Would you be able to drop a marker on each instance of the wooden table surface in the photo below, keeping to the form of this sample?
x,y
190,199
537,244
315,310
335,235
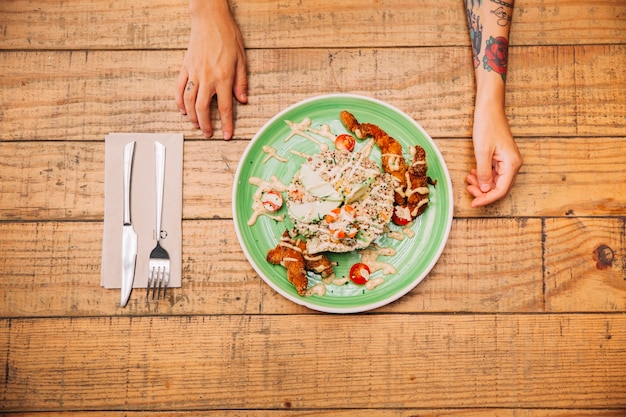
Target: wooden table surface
x,y
523,315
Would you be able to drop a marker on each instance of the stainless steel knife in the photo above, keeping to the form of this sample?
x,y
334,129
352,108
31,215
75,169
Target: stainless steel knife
x,y
129,236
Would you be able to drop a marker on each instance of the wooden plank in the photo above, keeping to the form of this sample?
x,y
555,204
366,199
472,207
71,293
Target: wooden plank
x,y
395,360
585,264
162,24
53,269
394,412
66,182
84,95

* Stated exercise *
Format all of the lines above as a Markdown table with the columns "No." and "Line", numbering each row and skipping blank lines. Leave the pictures out of the table.

* Right answer *
| No. | Line |
|---|---|
| 1 | Would you be able to drop a marker on each instance of the wooden table surface in the photo below, keeping to the form of this sample? |
| 2 | x,y |
| 3 | 190,199 |
| 4 | 537,244 |
| 5 | 315,310 |
| 6 | 335,235 |
| 7 | Target: wooden table surface |
| 8 | x,y |
| 9 | 523,315 |
| 10 | Would you be able to drop a marker on each instance of the stainless steel knife in the photo above, keeping to the form of this sample? |
| 11 | x,y |
| 12 | 334,129 |
| 13 | 352,108 |
| 14 | 31,215 |
| 15 | 75,169 |
| 16 | Target: stainless steel knife |
| 17 | x,y |
| 18 | 129,236 |
| 19 | Would you be able to drop a marker on each instance of the wooden plank in the photo above, keeping to the form of this sample? |
| 20 | x,y |
| 21 | 555,204 |
| 22 | 366,199 |
| 23 | 472,207 |
| 24 | 71,293 |
| 25 | Target: wooden plank |
| 26 | x,y |
| 27 | 395,360 |
| 28 | 585,264 |
| 29 | 162,24 |
| 30 | 53,269 |
| 31 | 394,412 |
| 32 | 66,182 |
| 33 | 84,95 |